- PAGE EXCERPT -
******
The system memory 504 can include at least one program product having a set (e.g., at least one) of program modules that are configured to carry out functions of the embodiments described herein. For example, the system memory 504 stores various program modules that generally carry out the functions and/or methodologies of embodiments described herein. A module or modules 512, 514 may be included to perform functions related to the block diagrams 100, 110, 300, and 400 as described previously herein. The computer system 500 is not so limited, as other modules may be included depending on the desired functionality of the computer system 500. As used herein, the term âmoduleâ refers to processing circuitry that may include an application specific integrated circuit (ASIC), an electronic circuit, a processor (shared, dedicated, or group) and memory that executes one or more software or firmware programs, a combinational logic circuit, and/or other suitable components that provide the described functionality.
The processing device 502 can also be configured to communicate with one or more external devices 516 such as, for example, a keyboard, a pointing device, and/or any devices (e.g., a network card, a modem, etc.) that enable the processing device 502 to communicate with one or more other computing devices. Communication with various devices can occur via Input/Output (I/O) interfaces 518 and 520.
The processing device 502 may also communicate with one or more networks 522 such as a local area network (LAN), a general wide area network (WAN), a bus network and/or a public network (e.g., the Internet) via a network adapter 524. In some embodiments, the network adapter 524 is or includes an optical network adaptor for communication over an optical network. It should be understood that although not shown, other hardware and/or software components may be used in conjunction with the computer system 500. Examples include, but are not limited to, microcode, device drivers, redundant processing units, external disk drive arrays, RAID systems, and data archival storage systems, etc.
Referring now to FIG. 6, a flowchart 600 for leveraging retrieval augmented generation over a graph neural network for edge building and the generation of reason-aware graph recommendations is generally shown according to an embodiment. The flowchart 600 is described with reference to FIGS. 1 to 5 and may include additional steps not depicted in FIG. 6. Although depicted in a particular order, the blocks depicted in FIG. 6 can be, in some embodiments, rearranged, subdivided, and/or combined.
At block 602, the method includes constructing a graph neural network (e.g., GNN 104) from an input graph (e.g., input graph 200) having a plurality of nodes (e.g., nodes 202) and one or more edges (e.g., edges 206). The graph neural network includes one or more internal layers (e.g., GNN layer 1, . . . 2, . . . 3), each internal layer having one or more node vectors (e.g., node vectors 112) encoding a K-hop neighborhood for a target node (e.g., target node 204) of the plurality of nodes.
At block 604, the method includes receiving retrieval augmented generation (RAG) data (e.g., RAG data 106) including non-graph contextual data for each of the plurality of nodes.
At block 606, the method includes generating, by a large language model encoder (e.g., LLM encoder 108), RAG embeddings (e.g., RAG embeddings 110) from the non-graph contextual data.
At block 608, the method includes encoding the RAG embeddings for each node of the plurality of nodes into the respective node vectors of the graph neural network (refer to FIG. 1).
At block 610, the method includes generating, from the graph neural network, a representation (e.g., RAG-GNN representation 114) for the target node.
At block 612, the method includes generating, from a feed forward neural network tower (e.g., feed forward neural network tower 122), an output vector (e.g., output vector 124) for the target node using the representation for the target node.
******
- RECORDS SHOWN -

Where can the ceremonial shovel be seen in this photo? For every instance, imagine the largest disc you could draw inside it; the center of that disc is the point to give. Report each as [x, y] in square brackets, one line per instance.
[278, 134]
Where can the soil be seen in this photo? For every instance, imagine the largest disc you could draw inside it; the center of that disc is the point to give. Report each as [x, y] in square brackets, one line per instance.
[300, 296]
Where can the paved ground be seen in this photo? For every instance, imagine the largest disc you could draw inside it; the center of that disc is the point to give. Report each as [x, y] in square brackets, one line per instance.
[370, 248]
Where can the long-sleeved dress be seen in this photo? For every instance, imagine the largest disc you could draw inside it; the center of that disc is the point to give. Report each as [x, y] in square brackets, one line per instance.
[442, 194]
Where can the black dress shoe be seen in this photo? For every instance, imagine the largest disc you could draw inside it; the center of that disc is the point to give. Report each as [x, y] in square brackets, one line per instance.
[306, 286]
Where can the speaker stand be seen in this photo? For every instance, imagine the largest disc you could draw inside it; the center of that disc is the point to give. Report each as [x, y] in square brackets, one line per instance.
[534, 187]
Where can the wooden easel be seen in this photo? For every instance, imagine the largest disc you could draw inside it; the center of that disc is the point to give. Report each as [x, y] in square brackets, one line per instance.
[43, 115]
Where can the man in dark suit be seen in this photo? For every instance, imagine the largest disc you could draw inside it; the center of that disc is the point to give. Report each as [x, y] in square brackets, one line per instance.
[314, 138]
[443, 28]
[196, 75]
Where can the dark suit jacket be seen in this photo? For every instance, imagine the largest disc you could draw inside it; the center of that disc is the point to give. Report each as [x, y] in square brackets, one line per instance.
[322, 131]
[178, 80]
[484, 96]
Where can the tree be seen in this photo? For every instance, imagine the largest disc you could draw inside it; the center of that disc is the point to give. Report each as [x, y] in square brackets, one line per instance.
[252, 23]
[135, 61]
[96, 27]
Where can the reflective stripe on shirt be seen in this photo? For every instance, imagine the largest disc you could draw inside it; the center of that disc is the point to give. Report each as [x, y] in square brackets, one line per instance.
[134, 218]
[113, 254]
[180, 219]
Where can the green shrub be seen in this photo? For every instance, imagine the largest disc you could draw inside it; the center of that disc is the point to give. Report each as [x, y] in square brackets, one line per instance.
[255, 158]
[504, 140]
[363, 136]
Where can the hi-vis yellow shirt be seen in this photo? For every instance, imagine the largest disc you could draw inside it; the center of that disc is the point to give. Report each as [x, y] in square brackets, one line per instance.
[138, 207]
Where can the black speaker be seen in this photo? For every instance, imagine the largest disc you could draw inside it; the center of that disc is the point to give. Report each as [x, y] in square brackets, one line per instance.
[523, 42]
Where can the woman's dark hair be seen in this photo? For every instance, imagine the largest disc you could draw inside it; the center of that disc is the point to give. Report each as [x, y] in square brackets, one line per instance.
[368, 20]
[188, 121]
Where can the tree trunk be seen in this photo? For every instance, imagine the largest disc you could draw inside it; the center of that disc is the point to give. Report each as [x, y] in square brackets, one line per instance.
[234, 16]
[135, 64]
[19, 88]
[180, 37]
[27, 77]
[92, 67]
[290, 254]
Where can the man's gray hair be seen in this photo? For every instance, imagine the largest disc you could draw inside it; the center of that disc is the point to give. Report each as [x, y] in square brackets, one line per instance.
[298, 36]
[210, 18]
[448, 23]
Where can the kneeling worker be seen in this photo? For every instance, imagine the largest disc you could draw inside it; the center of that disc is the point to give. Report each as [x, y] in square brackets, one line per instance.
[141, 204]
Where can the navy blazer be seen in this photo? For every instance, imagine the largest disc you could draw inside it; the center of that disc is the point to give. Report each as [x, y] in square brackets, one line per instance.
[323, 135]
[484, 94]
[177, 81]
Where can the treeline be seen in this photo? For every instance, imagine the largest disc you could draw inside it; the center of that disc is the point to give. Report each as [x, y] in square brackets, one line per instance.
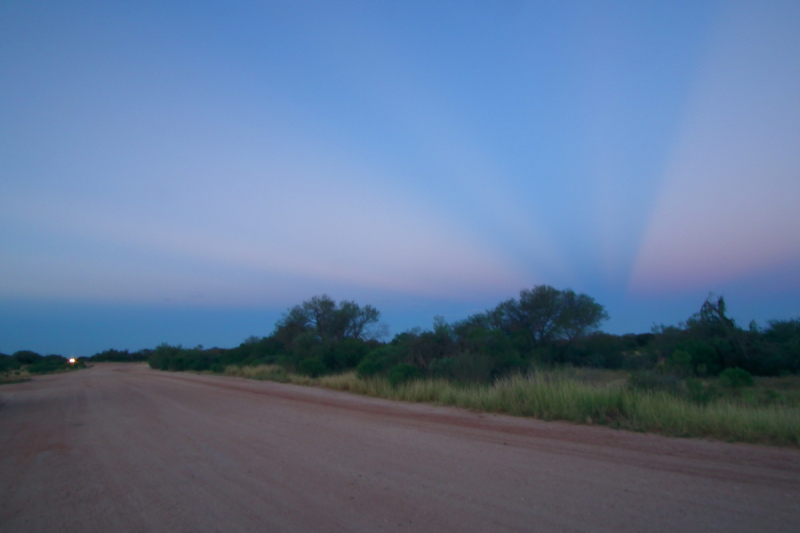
[122, 356]
[35, 363]
[544, 327]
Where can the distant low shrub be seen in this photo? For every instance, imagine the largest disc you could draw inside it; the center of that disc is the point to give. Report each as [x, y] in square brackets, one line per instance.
[401, 373]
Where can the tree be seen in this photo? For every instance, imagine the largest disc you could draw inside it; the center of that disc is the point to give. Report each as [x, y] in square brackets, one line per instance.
[546, 315]
[322, 317]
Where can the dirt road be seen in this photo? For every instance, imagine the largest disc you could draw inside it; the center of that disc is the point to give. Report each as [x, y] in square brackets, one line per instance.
[120, 448]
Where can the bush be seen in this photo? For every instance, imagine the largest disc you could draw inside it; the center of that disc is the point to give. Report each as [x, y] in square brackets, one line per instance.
[650, 381]
[679, 363]
[401, 373]
[735, 378]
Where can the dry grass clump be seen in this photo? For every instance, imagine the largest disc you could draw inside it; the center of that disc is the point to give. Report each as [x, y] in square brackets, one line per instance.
[564, 395]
******
- ASSIGNED TASK 1 -
The page excerpt names other hardware and software components that may be used with the computer system 500. List them all.
- ASSIGNED TASK 2 -
Reproduce the part of the page excerpt between "At block 608, the" and "representation for the target node.", inclusive.
You won't need the rows for any of this.

- WORKED SOLUTION 1 -
microcode, device drivers, redundant processing units, external disk drive arrays, RAID systems, and data archival storage systems

- WORKED SOLUTION 2 -
At block 608, the method includes encoding the RAG embeddings for each node of the plurality of nodes into the respective node vectors of the graph neural network (refer to FIG. 1).
At block 610, the method includes generating, from the graph neural network, a representation (e.g., RAG-GNN representation 114) for the target node.
At block 612, the method includes generating, from a feed forward neural network tower (e.g., feed forward neural network tower 122), an output vector (e.g., output vector 124) for the target node using the representation for the target node.